→ **Challenge**:
Return every line of the items below that contains the string "door", treating uppercase and lowercase letters as different.

>> BEGIN

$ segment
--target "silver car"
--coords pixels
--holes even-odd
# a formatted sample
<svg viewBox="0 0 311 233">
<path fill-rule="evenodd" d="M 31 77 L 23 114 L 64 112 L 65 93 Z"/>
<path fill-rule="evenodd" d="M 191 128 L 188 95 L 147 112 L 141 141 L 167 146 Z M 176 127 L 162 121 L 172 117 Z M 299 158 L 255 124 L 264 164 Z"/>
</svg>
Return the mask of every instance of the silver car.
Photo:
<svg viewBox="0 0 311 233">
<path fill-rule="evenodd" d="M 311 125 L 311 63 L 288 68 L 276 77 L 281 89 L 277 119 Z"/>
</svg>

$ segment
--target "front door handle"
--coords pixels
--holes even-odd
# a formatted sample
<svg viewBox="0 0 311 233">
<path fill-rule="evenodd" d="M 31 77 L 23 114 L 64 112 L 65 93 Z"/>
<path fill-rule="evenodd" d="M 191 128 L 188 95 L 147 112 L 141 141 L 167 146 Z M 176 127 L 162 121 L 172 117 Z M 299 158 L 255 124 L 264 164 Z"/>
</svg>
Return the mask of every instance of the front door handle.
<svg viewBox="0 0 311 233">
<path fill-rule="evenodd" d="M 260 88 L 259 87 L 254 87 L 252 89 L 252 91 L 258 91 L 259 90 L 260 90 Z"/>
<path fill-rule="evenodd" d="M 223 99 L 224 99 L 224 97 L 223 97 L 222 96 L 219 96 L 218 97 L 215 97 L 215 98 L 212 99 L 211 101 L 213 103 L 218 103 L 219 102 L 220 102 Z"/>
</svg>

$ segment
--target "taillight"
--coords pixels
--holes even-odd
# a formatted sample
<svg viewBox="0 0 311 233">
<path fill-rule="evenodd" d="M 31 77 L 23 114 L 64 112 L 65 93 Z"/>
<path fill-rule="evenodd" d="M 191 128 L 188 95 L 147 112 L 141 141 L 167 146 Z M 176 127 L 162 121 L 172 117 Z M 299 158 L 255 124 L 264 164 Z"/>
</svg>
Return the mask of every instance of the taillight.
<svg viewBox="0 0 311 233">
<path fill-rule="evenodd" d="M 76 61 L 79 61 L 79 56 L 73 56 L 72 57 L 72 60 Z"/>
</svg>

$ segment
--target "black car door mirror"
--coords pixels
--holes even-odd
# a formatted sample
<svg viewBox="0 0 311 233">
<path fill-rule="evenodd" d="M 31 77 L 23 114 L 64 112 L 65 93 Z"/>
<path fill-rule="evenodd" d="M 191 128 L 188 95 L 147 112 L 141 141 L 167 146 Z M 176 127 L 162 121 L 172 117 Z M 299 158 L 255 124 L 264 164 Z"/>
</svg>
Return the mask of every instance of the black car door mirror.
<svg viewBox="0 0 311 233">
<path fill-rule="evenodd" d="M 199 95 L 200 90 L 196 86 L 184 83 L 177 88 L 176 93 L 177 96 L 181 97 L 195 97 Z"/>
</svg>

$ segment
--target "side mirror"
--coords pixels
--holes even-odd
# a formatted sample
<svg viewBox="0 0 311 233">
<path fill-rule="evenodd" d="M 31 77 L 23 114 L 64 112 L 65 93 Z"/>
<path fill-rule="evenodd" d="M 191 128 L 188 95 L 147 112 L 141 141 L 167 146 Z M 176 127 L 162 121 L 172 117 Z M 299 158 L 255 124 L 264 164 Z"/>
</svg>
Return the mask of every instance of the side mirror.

>> END

→ **Expected answer**:
--target "front door handle"
Return the mask of every instance of the front door handle.
--target "black car door mirror"
Return the mask of every instance of the black car door mirror.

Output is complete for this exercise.